*** Block opens ***

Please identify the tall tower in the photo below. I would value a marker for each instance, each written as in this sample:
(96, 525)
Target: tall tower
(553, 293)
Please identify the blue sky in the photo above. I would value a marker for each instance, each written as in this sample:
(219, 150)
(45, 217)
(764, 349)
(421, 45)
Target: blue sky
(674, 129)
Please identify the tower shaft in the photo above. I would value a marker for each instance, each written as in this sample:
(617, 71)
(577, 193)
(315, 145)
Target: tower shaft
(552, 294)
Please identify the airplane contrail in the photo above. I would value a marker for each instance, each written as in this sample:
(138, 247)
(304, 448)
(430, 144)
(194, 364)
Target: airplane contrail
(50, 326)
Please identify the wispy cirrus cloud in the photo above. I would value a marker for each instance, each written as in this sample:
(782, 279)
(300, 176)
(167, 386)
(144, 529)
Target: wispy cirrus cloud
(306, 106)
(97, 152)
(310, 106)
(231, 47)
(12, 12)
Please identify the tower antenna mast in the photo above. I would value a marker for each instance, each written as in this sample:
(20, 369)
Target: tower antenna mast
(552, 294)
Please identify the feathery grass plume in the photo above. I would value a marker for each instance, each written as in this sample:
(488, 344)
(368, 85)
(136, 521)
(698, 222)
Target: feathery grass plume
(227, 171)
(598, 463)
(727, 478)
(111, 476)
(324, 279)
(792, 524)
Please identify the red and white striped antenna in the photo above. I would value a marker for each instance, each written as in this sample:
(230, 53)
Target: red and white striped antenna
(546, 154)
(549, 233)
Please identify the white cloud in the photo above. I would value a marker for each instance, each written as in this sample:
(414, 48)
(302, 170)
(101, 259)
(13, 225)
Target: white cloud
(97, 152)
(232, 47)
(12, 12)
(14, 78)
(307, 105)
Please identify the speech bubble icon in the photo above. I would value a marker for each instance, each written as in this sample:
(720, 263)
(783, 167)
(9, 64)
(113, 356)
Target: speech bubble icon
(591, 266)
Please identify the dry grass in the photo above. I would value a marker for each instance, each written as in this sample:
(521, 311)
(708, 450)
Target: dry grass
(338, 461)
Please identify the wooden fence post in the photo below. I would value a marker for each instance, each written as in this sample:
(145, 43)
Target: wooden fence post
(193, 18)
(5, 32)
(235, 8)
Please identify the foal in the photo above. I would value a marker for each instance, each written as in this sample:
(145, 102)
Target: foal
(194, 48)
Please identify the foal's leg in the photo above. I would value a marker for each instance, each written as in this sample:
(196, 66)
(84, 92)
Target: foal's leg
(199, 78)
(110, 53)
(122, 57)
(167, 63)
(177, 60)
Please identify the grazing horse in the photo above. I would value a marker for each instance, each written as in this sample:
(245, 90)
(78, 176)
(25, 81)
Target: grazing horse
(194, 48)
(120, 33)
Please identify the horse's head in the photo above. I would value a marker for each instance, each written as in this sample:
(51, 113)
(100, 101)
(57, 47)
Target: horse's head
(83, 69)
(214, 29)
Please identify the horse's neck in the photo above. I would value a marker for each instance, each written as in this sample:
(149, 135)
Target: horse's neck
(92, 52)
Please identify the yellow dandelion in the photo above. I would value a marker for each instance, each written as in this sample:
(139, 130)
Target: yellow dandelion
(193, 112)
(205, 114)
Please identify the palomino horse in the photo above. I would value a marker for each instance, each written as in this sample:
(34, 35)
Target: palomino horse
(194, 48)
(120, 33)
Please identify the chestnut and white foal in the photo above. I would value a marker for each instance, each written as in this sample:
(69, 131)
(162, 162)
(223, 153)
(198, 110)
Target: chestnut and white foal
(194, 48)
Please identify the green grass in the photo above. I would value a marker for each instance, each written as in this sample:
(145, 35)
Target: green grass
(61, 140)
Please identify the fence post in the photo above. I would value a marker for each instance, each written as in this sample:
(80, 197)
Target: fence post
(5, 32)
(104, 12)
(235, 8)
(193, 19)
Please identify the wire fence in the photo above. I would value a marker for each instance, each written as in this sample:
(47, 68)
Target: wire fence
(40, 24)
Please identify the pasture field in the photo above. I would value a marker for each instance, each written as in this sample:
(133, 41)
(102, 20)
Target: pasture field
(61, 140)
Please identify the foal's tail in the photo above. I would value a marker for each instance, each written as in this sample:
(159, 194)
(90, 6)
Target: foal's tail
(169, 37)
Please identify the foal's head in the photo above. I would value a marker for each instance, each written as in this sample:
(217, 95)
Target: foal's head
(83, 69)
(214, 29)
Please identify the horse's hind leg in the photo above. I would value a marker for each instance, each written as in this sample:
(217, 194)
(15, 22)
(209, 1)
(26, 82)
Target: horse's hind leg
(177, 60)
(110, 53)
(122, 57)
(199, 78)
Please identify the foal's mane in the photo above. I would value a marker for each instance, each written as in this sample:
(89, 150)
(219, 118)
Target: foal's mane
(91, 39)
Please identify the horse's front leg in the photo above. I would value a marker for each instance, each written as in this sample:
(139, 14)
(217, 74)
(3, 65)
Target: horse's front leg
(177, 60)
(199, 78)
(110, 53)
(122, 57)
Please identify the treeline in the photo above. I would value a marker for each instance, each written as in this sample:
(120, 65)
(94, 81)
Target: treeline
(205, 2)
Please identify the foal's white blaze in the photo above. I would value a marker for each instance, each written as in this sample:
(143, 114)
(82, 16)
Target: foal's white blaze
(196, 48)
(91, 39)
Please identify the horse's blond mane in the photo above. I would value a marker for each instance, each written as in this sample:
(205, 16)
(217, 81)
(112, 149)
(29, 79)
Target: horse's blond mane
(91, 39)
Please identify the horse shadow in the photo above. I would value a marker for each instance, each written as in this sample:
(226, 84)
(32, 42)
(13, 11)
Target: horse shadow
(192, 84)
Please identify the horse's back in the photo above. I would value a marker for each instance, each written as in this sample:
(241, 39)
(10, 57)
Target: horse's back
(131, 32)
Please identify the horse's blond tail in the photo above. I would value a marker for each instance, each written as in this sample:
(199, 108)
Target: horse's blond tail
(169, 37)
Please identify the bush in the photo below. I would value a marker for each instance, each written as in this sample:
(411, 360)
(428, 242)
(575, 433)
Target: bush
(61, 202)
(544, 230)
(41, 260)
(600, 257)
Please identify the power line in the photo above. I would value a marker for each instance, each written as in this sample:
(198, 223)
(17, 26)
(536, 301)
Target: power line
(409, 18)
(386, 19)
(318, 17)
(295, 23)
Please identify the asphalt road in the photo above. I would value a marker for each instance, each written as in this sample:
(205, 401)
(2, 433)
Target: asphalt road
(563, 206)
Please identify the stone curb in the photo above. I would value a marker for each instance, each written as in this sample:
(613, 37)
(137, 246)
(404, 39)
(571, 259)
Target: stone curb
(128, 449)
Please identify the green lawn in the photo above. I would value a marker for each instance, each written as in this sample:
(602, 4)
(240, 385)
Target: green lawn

*** Block closes ***

• **Task goal**
Copy every line from the records above that contains the string "lawn".

• **Answer section**
Please identify the green lawn in the photo above. I would value a marker for each instance, each written as in this sample:
Target: green lawn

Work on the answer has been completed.